(Natural-language object grounding data)
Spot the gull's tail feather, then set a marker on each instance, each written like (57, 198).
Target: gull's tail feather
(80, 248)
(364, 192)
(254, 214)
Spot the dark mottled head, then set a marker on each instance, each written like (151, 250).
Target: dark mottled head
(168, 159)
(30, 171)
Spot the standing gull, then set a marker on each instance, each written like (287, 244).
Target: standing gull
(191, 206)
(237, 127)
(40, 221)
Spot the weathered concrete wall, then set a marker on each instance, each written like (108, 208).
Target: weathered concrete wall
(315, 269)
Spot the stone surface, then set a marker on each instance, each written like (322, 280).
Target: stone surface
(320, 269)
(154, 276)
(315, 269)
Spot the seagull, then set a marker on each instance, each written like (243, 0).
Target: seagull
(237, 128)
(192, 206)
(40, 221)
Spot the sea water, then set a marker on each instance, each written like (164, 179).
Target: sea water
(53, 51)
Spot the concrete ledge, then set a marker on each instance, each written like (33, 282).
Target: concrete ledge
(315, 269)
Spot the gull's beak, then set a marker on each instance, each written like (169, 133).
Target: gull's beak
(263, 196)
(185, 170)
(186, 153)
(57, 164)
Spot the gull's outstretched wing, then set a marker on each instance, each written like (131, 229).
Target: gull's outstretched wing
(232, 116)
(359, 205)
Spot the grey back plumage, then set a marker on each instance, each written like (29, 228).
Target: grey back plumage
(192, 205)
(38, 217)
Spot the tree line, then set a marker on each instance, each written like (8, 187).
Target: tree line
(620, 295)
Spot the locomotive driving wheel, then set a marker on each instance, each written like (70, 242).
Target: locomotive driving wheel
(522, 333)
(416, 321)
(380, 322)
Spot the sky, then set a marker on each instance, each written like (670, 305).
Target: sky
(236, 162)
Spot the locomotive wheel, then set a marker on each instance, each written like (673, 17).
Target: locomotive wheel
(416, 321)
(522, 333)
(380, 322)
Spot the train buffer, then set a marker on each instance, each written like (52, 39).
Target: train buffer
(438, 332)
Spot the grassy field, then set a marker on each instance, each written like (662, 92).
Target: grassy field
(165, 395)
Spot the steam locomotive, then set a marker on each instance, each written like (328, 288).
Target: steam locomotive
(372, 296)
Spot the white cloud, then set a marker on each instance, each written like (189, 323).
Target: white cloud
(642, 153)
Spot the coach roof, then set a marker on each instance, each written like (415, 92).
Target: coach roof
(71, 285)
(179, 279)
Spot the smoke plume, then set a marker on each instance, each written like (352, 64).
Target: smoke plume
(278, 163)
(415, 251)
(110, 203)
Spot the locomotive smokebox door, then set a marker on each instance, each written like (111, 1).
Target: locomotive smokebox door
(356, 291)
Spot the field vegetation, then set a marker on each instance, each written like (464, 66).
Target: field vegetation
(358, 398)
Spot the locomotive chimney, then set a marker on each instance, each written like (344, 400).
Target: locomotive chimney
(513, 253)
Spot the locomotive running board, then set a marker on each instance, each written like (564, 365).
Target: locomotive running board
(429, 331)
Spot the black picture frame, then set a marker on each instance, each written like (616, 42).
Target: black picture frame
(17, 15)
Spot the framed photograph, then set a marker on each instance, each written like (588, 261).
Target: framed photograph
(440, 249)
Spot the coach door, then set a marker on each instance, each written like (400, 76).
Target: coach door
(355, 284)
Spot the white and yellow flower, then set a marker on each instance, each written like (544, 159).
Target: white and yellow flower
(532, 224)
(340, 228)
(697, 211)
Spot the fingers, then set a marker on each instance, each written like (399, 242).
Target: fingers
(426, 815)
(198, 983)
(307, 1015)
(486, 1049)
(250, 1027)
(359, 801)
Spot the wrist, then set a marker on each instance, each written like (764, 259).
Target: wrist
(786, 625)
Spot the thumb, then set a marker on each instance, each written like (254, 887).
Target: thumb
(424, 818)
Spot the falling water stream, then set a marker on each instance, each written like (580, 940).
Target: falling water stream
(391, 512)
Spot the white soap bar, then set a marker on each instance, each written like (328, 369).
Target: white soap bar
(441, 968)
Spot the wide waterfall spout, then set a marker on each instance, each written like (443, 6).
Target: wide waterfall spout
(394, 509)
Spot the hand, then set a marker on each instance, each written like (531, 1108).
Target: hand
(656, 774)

• **Task statement**
Transcribe every record above exactly.

• **Finished exercise**
Spot the gull's tail feather, then set a marker on each instance, each written like (57, 198).
Target: gull's tail feather
(80, 248)
(364, 192)
(254, 214)
Spot the dark mottled head, then set a marker on each instance, each written like (151, 250).
Target: dark mottled head
(168, 159)
(30, 171)
Spot the standing gull, then set a marker on each instance, each written like (287, 244).
Target: standing gull
(191, 206)
(237, 127)
(40, 221)
Spot the weathered concrete wall, then set a marker on each instance, each written like (108, 208).
Target: weathered concrete wall
(315, 269)
Spot the stone surface, then set a marker on each instance, each written like (322, 280).
Target: stone surface
(320, 269)
(154, 276)
(315, 269)
Spot the seagull, then set a marker on each instance, each written like (243, 0).
Target: seagull
(237, 128)
(192, 206)
(40, 221)
Spot the sea water, then set a marker on each instance, each written like (164, 179).
Target: sea water
(53, 51)
Spot the concrete ledge, then set a marker on each instance, each written like (33, 282).
Target: concrete ledge
(315, 269)
Spot the gull's beak, then set a marker on each instance, each written like (169, 133).
Target: gull's beak
(263, 196)
(185, 170)
(186, 153)
(57, 164)
Spot the gull's outstretched wing, then set a marker on each instance, each written like (131, 229).
Target: gull's outstretched wing
(232, 116)
(359, 205)
Spot the grey back plumage, then set a marker on each instance, each written like (29, 228).
Target: grey back plumage
(192, 205)
(38, 217)
Spot the tree line, then set a marker on each instance, each written like (8, 187).
Target: tree line
(620, 295)
Spot the locomotive driving wheel, then set a marker on each instance, each written like (70, 242).
Target: locomotive driving wheel
(522, 333)
(416, 321)
(380, 322)
Spot the sky, then set a marker on each instance, each written like (670, 305).
Target: sky
(236, 162)
Spot the locomotive wheel, then set a marker on each instance, each written like (673, 17).
Target: locomotive wheel
(416, 321)
(522, 333)
(380, 322)
Spot the train buffer, then set a marker on each instance, each written like (52, 39).
Target: train buffer
(438, 332)
Spot the grassy field, then set a marker on each instance, each written like (662, 92).
Target: grassy field
(165, 395)
Spot the steam locomotive, then set a marker on each instance, each written like (328, 288).
Target: steam locomotive
(372, 296)
Spot the white cloud, then set a marker on each instance, each written like (189, 323).
Target: white cloud
(642, 153)
Spot the coach roof, then set a marker on each instance, each written like (415, 92).
Target: coach roof
(71, 285)
(179, 279)
Spot the smoke plume, then set a marker on each instance, each written like (352, 64).
Target: smoke plume
(278, 163)
(415, 251)
(110, 203)
Spot the locomotive smokebox door, then set a marker on each instance, each written like (111, 1).
Target: locomotive smokebox door
(356, 291)
Spot the field vegetation, then set a marker on each instance, each written like (464, 66).
Target: field vegetation
(358, 398)
Spot the locomotive chimney, then set a marker on each instance, each written like (344, 400).
Target: locomotive chimney
(513, 253)
Spot the locomotive running board, then set a marker on each instance, each written like (564, 365).
Target: locomotive running board
(429, 331)
Spot the black picture frame, then set a marker on each instance, each written like (616, 42).
Target: black picture frame
(17, 15)
Spot the framed photograph, then set a marker on each instance, each written like (588, 261).
Target: framed photograph
(440, 249)
Spot the coach door, then set a marker on each instance, each written like (400, 76).
Target: coach door
(355, 284)
Spot the white and yellow flower, then set a marker on each instance, each written like (544, 159).
Target: white and yellow flower
(532, 224)
(340, 228)
(697, 211)
Spot the fingers, then set a marker on each instance, each written like (399, 242).
Target: fingers
(426, 815)
(198, 983)
(307, 1015)
(486, 1049)
(250, 1027)
(359, 801)
Spot the wrist, then set a marker on each instance, each written like (764, 259).
Target: wrist
(786, 625)
Spot the thumb, then set a marker on each instance, each written like (254, 887).
Target: thumb
(424, 818)
Spot the falling water stream, then set a marker on each instance, each written like (580, 940).
Target: falling water stream
(391, 512)
Spot the white soap bar, then set a marker on each instance, each written like (328, 369).
Target: white soap bar
(441, 968)
Spot the wide waterfall spout, then set a marker on each instance, each written like (443, 6).
Target: wide waterfall spout
(394, 509)
Spot the hand, then set a marker on each instance, each written like (531, 1108).
Target: hand
(656, 774)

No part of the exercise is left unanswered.